Items:
--- begin ---
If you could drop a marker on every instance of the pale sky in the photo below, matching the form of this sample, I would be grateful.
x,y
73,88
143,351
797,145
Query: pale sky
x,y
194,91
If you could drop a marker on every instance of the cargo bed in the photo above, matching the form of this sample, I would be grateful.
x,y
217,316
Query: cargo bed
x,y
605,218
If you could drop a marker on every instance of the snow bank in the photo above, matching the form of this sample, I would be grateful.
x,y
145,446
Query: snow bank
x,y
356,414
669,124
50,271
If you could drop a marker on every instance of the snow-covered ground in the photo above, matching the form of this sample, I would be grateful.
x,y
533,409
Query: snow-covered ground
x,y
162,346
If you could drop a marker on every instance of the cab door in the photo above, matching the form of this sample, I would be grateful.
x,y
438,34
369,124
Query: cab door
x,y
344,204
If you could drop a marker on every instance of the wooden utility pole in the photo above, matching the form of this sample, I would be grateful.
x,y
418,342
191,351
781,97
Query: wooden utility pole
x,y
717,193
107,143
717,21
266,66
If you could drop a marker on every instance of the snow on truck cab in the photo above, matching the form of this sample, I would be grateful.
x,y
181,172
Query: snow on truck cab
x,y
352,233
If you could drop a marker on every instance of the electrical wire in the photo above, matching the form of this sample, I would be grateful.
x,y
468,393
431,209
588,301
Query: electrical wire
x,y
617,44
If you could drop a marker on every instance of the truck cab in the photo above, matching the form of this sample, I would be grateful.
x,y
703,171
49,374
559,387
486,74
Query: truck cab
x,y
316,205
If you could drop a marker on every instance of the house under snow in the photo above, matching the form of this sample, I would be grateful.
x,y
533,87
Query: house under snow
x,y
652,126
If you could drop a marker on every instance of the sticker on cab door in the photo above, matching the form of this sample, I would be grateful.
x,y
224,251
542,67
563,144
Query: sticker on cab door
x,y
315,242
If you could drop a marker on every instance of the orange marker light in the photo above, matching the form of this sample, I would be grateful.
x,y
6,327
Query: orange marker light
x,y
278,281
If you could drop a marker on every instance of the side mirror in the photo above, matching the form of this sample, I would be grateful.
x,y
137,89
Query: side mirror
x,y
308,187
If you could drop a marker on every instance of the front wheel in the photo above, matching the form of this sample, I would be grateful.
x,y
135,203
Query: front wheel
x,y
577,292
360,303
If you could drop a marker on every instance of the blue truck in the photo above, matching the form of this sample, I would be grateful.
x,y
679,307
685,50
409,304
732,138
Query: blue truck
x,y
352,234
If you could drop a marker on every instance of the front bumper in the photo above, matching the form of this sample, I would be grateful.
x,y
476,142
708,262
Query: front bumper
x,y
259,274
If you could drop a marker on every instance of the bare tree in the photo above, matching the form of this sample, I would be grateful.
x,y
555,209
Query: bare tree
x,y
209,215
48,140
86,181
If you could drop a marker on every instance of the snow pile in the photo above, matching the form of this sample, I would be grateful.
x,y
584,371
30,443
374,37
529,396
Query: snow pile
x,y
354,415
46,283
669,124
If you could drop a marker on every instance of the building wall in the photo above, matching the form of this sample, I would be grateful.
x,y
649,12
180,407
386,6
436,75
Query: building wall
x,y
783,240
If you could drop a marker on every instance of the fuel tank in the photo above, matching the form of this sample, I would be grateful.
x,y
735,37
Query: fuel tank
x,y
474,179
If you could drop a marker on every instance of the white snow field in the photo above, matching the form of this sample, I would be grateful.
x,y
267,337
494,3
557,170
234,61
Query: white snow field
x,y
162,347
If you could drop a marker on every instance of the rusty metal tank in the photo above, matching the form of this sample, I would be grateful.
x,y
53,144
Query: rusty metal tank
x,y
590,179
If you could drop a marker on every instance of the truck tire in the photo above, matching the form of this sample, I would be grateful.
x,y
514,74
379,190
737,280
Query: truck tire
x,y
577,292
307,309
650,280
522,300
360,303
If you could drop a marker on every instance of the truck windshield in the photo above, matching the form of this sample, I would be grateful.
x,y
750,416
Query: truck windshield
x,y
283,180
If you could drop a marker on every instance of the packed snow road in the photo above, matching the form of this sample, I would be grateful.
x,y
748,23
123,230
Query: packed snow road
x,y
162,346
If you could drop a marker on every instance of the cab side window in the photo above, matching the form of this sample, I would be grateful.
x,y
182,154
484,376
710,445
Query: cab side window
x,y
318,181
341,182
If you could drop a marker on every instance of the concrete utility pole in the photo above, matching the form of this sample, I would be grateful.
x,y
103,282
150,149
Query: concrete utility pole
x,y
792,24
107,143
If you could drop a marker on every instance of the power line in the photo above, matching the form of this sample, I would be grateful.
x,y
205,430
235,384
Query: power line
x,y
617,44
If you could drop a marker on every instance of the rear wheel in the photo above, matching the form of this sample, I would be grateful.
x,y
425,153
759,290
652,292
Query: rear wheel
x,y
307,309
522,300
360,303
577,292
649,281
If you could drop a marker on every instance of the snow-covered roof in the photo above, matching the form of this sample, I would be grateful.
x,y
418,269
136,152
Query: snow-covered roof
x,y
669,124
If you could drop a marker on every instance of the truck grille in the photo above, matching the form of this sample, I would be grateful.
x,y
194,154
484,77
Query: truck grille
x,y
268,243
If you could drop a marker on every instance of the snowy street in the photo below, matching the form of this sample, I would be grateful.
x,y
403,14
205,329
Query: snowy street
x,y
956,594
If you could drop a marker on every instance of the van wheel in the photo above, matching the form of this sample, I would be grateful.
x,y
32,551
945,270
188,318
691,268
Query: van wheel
--- end ---
Written task: Could you rewrite the rows above, from the line with "of the power" up to and including the final line of the rows, with the requests included and every answer coordinate shifted by adding 84 to each number?

Expected answer:
If you could drop a marker on every instance of the power line in the photo above, matching the form of this sample, I would be grateful.
x,y
205,430
235,384
Query: power line
x,y
701,128
If you could drop a marker on every instance of the rear wheel in the photo above, matching the form of this sample, I would be grateful.
x,y
425,153
759,290
652,292
Query: rear wheel
x,y
391,393
606,384
444,387
661,376
733,365
If you could drop a marker on every instance of the snow-covered roof in the photo above, matching the form of this sample, I would be grateful.
x,y
418,269
136,152
Query: snow-covered roof
x,y
753,208
If you could drop a marker on every instance of the truck grille in the photo above, matching the form of this sample, I would be grateful.
x,y
194,154
484,77
Query: truck grille
x,y
352,327
If you could drop a marker on every instance of the snowy street in the photo below, matching the form of this sample, I would be grateful.
x,y
403,14
205,329
Query: snowy street
x,y
1040,678
If you could drop a marker on every instance of the van wheel in the photo above, matching the form of this sample, I would be grateful.
x,y
32,551
945,270
188,318
691,268
Query: van wheel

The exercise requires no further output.